__PROBLEM A__
Summarize the biography of Kathleen M. McGarry in two sentences.
__PROBLEM B__
Rewrite part of the biography of Kathleen M. McGarry, beginning at the words "Kathleen M. McGarry is" and stopping after "awards at UCLA.", with "numerous" replaced by "many".

__TEXT EXCERPT__
· · · ·
- Citizenship: United States
- Education: Stony Brook University (B.A. 1986) (PhD 1992)
- Scientific career
- Fields: Economics
- Workplaces: Stony Brook University University of California, Los Angeles
- Website: https://www.stonybrook.edu/commcms/economics/people/_bios/MCGARRY.php

= Kathleen M. McGarry =

American economist

Kathleen M. McGarry is a Professor and Chair in the Department of Economics at the University of California, Los Angeles. From 2023-2024 she was the Thomas Muench Endowed Chair of Economics at Stony Brook University. She is also a Research Associate of the National Bureau of Economic Research and a co-investigator of the Health and Retirement Survey. From 2007 to 2009, she was Joel Z. and Susan Hyatt ‘72 Professor in the Department of Economics at Dartmouth College. She has served on the Editorial Boards of the American Economic Journal: Public Policy, the American Journal of Health Economics, and the Journal of Pension Economics.

She was awarded numerous teaching awards at UCLA.

== Research ==
McGarry's dozens of publications focus on the economics of aging, including public and private transfers, such as those between parents and children as well as the Supplemental Security Income, Social Security, and Medicare programs. She has also studied the market for long-term care. Her most-cited paper, with Amy Finkelstein, on the long-term care insurance market, was the first work cited in the award of the John Bates Clark Medal to Finkelstein. This work showed that there is little relationship between the probability people will need such insurance and the probability that they will purchase this insurance, because people vary in two different ways: how much they believe they will need this insurance, and how cautious they are, and these two different types of variation act in opposite ways.
· · · ·
__RAW DATA__
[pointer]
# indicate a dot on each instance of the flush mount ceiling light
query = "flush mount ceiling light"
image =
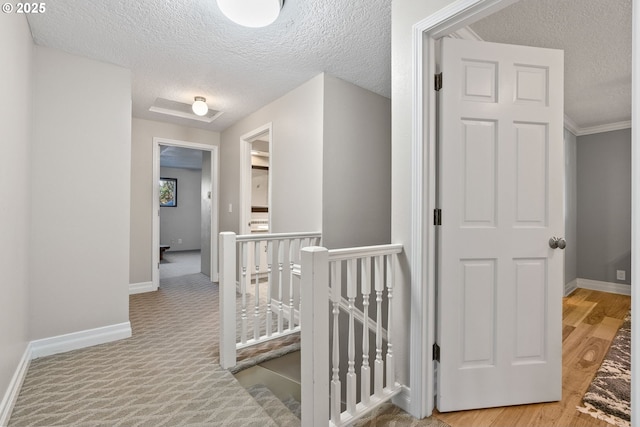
· · · ·
__ANSWER BOX A__
Kathleen M. McGarry is an American economist who is a Professor and Chair in the Department of Economics at the University of California, Los Angeles, a Research Associate of the National Bureau of Economic Research, and a co-investigator of the Health and Retirement Survey. Her research focuses on the economics of aging, including public and private transfers and the market for long-term care, and her most-cited paper, written with Amy Finkelstein, examined the long-term care insurance market.

__ANSWER BOX B__
Kathleen M. McGarry is a Professor and Chair in the Department of Economics at the University of California, Los Angeles. From 2023-2024 she was the Thomas Muench Endowed Chair of Economics at Stony Brook University. She is also a Research Associate of the National Bureau of Economic Research and a co-investigator of the Health and Retirement Survey. From 2007 to 2009, she was Joel Z. and Susan Hyatt ‘72 Professor in the Department of Economics at Dartmouth College. She has served on the Editorial Boards of the American Economic Journal: Public Policy, the American Journal of Health Economics, and the Journal of Pension Economics.

She was awarded many teaching awards at UCLA.